◆ Work request: Reproduce word for word the section of the founders' quotations on faith, starting with "John Witherspoon" and going on through "of opposing hosts.".

◆ Excerpt provided:
┄┄┄┄┄┄┄┄┄┄
If moral precepts alone could have reformed mankind, the mission of the Son of God into all the world would have been unnecessary. The perfect morality of the gospel rests upon the doctrine which, though often controverted has never been refuted: I mean the vicarious life and death of the Son of God."
--Essays, Literary, Moral, and Philosophical, published in 1798.

John Witherspoon
Signer of the Declaration of Independence, Clergyman and President of Princeton University
"While we give praise to God, the Supreme Disposer of all events, for His interposition on our behalf, let us guard against the dangerous error of trusting in, or boasting of, an arm of flesh ... If your cause is just, if your principles are pure, and if your conduct is prudent, you need not fear the multitude of opposing hosts.

What follows from this? That he is the best friend to American liberty, who is most sincere and active in promoting true and undefiled religion, and who sets himself with the greatest firmness to bear down profanity and immorality of every kind.

Whoever is an avowed enemy of God, I scruple not to call him an enemy of his country."
--Sermon at Princeton University, "The Dominion of Providence over the Passions of Men," May 17, 1776.

Patrick Henry
Ratifier of the U.S. Constitution
"It cannot be emphasized too strongly or too often that this great nation was founded, not by religionists, but by Christians; not on religions, but on the gospel of Jesus Christ. For this very reason peoples of other faiths have been afforded asylum, prosperity, and freedom of worship here."
--The Trumpet Voice of Freedom: Patrick Henry of Virginia, p. iii.

John Jay
1st Chief Justice of the U.S. Supreme Court and President of the American Bible Society
"By conveying the Bible to people thus circumstanced, we certainly do them a most interesting kindness. We thereby enable them to learn that man was originally created and placed in a state of happiness, but, becoming disobedient, was subjected to the degradation and evils which he and his posterity have since experienced.

The Bible will also inform them that our gracious Creator has provided for us a Redeemer, in whom all the nations of the earth shall be blessed; that this Redeemer has made atonement "for the sins of the whole world," and thereby reconciling the Divine justice with the Divine mercy has opened a way for our redemption and salvation; and that these inestimable benefits are of the free gift and grace of God, not of our deserving, nor in our power to deserve."
--In God We Trust—The Religious Beliefs and Ideas of the American Founding Fathers, p. 379.

Wishing a happy Independence Day to all who have benefited from the wisdom and faith of America's founding fathers.
┄┄┄┄┄┄┄┄┄┄
◆ Records:
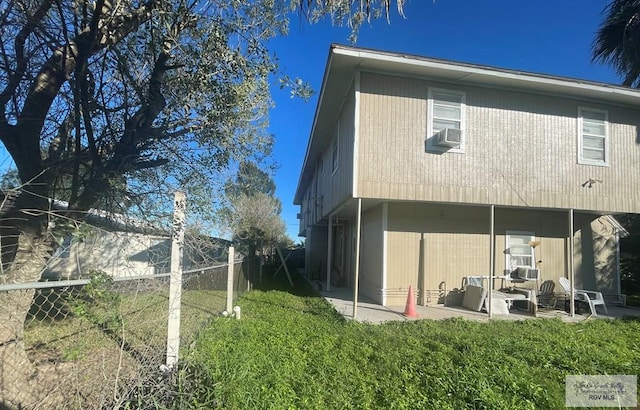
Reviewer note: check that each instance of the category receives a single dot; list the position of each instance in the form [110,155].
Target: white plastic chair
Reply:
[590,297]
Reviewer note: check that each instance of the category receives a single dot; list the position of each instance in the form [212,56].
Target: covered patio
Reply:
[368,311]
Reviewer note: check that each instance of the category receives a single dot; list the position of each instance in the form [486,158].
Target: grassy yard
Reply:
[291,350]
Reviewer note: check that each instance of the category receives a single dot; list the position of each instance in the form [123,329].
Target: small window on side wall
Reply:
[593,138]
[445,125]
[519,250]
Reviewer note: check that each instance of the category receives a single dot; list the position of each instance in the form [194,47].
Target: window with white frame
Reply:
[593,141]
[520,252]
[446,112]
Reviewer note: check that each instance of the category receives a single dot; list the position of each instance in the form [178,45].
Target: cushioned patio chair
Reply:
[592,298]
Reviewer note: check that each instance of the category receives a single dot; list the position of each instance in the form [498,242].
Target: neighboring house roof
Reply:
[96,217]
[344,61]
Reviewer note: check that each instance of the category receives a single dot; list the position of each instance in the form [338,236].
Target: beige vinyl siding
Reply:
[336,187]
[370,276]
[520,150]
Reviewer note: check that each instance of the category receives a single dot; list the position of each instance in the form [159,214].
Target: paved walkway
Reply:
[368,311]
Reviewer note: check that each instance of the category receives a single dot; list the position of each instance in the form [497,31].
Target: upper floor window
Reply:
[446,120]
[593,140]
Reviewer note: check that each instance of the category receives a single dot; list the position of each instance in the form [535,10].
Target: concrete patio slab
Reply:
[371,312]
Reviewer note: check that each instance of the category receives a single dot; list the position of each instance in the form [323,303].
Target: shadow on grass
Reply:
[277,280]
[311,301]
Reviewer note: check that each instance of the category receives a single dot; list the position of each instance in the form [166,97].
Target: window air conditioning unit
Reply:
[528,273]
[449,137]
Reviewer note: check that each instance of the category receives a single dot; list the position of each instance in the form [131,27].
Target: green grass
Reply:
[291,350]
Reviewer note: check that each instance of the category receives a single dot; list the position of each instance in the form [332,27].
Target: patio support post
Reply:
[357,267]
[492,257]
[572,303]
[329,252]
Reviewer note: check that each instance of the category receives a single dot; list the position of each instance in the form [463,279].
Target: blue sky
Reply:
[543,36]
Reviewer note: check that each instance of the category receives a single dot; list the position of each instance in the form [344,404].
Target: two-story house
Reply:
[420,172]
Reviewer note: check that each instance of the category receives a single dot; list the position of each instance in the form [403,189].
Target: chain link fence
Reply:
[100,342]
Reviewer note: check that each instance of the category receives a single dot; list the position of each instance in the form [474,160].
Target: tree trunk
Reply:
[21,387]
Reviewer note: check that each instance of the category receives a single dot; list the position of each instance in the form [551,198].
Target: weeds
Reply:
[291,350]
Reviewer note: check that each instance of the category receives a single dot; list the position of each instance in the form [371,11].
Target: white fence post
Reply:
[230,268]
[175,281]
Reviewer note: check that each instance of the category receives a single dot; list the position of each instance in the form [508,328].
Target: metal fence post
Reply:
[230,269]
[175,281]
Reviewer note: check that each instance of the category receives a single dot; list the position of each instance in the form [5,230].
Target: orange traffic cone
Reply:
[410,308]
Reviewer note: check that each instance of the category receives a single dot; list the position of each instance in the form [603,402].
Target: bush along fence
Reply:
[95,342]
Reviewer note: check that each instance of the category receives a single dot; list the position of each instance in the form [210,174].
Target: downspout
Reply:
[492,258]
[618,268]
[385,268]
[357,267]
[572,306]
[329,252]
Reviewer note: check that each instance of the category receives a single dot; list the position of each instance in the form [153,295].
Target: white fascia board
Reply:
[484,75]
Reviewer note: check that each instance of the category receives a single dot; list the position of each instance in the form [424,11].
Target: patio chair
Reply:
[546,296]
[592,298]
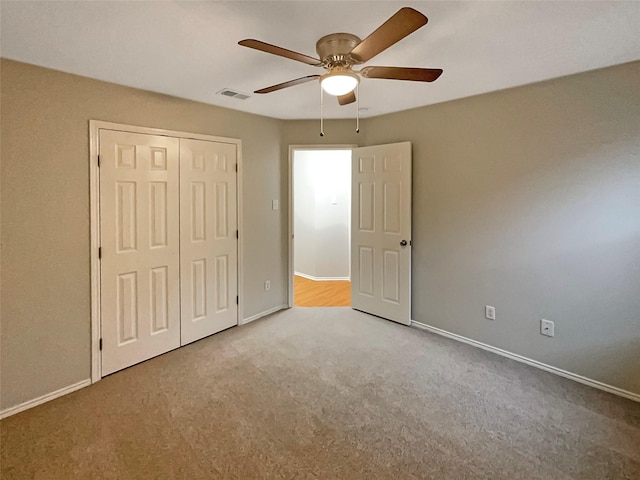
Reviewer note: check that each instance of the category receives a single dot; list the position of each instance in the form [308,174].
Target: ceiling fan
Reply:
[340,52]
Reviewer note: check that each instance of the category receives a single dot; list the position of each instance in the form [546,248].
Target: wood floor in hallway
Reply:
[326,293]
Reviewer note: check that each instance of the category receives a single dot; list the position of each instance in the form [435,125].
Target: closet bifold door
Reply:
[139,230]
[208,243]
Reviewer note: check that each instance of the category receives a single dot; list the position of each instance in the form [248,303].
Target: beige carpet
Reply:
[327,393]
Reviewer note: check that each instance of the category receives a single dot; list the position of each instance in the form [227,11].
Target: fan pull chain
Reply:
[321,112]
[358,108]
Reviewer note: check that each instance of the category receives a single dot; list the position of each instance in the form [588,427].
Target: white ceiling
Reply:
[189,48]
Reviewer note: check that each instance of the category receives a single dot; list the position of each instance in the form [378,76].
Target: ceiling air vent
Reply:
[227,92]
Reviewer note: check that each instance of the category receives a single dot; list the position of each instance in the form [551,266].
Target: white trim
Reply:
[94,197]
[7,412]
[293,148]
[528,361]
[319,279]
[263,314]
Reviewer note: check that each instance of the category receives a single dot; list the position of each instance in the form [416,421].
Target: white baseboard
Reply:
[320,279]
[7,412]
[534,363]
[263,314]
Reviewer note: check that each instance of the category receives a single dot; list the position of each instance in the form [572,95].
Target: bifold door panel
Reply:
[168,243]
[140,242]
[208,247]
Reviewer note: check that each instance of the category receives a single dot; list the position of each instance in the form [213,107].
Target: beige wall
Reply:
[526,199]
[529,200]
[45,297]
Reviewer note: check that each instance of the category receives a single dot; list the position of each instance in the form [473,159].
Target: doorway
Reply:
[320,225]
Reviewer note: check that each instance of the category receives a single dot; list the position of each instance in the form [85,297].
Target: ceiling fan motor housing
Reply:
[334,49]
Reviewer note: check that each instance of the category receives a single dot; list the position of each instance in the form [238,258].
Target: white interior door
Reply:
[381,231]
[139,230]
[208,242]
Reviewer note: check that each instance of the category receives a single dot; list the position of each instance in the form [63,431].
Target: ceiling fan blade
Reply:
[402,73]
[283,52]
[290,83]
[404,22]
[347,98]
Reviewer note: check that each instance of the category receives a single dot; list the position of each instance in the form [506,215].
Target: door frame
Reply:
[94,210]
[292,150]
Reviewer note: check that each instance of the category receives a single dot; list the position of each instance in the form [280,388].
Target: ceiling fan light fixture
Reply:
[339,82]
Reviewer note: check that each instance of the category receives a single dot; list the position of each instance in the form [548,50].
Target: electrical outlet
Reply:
┄┄┄┄┄┄┄┄┄┄
◆ Response:
John Witherspoon
Signer of the Declaration of Independence, Clergyman and President of Princeton University
"While we give praise to God, the Supreme Disposer of all events, for His interposition on our behalf, let us guard against the dangerous error of trusting in, or boasting of, an arm of flesh ... If your cause is just, if your principles are pure, and if your conduct is prudent, you need not fear the multitude of opposing hosts.